Your objective ::
Return each line of the data below that contains the string "claw", treating uppercase and lowercase letters as different.

Collected data entries ::
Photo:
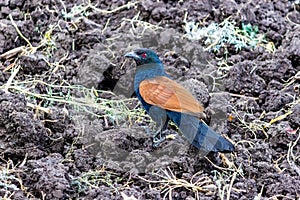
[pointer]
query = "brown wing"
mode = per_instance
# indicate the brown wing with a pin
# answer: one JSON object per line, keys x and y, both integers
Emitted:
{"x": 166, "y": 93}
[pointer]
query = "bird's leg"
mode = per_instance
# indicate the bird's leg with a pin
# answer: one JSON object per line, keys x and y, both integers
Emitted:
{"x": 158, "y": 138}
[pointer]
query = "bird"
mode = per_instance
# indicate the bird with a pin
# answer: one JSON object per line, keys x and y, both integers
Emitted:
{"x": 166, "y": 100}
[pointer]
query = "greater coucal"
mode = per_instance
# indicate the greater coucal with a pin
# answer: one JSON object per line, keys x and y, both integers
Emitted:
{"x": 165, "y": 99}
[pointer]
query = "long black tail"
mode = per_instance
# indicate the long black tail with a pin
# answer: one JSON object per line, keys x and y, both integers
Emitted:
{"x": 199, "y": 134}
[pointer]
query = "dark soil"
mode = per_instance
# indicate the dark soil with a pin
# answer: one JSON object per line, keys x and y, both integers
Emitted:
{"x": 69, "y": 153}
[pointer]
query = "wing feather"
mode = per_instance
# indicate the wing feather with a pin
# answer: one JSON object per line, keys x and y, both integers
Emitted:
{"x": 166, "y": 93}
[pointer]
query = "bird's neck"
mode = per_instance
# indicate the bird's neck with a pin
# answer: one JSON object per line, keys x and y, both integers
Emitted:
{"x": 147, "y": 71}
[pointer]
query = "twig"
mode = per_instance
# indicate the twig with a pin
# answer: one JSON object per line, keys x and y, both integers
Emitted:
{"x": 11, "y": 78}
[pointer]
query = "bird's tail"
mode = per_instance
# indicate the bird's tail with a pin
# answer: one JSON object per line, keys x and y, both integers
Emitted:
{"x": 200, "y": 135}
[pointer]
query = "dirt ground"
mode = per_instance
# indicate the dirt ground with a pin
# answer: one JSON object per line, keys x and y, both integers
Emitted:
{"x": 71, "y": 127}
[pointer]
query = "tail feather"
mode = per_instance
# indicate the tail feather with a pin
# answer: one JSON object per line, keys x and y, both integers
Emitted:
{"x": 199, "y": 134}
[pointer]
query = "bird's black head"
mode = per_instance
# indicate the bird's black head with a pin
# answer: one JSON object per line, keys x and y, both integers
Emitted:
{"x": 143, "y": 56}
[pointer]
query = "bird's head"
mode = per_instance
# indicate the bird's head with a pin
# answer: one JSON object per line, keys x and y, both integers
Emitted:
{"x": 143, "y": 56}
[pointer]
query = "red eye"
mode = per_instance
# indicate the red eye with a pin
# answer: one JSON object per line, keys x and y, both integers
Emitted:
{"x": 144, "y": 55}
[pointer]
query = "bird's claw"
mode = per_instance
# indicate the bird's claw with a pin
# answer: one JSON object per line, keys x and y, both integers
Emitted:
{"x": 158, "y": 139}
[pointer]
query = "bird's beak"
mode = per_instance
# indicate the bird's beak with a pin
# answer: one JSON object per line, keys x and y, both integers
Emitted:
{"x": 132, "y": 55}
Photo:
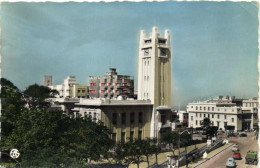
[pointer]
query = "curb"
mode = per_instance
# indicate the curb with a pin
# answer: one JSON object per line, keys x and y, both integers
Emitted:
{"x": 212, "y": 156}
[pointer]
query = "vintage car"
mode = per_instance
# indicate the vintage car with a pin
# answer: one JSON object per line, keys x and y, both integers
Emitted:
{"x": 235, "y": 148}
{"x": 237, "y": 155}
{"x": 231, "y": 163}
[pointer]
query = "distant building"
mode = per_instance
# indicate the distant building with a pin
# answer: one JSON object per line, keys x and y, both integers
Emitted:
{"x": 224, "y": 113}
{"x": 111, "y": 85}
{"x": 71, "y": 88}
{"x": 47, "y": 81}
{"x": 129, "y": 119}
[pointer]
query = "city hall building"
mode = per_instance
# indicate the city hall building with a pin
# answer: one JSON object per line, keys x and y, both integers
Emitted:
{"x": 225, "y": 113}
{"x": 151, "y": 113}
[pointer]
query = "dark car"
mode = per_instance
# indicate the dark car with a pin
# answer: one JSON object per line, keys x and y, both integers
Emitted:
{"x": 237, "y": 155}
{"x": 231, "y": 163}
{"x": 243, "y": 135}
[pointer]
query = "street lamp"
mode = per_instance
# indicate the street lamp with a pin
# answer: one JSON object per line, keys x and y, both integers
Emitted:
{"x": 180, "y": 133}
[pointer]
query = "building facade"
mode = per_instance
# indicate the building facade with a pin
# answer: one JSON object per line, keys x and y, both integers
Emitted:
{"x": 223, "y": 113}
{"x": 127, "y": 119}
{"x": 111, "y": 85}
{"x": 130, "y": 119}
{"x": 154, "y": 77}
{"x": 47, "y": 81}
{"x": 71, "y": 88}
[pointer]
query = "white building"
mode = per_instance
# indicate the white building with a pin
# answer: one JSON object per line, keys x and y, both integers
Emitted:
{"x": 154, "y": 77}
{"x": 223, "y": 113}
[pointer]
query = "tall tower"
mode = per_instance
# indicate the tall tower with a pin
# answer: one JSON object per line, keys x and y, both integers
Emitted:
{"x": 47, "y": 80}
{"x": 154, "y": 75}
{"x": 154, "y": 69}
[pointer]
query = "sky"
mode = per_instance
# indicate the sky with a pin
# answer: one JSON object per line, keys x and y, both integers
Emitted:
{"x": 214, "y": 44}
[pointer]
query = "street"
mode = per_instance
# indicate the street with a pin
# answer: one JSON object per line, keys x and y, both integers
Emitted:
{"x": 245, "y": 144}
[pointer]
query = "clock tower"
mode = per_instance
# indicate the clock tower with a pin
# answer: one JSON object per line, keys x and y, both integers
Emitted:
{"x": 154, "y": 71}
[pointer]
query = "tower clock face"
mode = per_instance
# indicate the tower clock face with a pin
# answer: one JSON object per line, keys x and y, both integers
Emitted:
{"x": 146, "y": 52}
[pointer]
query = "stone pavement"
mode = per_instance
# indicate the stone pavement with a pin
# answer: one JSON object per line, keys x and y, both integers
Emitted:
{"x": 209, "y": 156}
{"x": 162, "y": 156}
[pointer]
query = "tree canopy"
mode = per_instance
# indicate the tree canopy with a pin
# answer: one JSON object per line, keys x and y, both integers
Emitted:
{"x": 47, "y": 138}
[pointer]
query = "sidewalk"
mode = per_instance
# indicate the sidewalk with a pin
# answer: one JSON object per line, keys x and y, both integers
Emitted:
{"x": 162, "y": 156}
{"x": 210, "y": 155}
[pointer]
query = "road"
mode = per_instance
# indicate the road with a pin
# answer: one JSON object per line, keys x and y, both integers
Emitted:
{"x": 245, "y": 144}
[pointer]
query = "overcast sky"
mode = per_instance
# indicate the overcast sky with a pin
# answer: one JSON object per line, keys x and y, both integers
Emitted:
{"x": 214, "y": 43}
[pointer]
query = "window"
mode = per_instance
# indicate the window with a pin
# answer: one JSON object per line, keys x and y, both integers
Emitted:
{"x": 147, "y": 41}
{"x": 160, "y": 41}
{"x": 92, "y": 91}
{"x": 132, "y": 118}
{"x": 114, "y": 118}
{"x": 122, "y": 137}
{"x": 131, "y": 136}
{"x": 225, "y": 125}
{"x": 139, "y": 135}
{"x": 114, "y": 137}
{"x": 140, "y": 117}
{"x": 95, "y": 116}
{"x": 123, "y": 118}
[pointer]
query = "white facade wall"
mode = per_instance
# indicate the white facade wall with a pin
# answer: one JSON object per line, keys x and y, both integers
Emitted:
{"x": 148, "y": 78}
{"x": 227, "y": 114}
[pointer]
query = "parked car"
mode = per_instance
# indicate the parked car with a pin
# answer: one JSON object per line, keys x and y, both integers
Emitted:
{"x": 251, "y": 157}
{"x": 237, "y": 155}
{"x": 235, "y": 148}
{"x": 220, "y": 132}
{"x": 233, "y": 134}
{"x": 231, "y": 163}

Solution to the exercise ::
query = "bird's claw"
# indicate the bird's claw with a pin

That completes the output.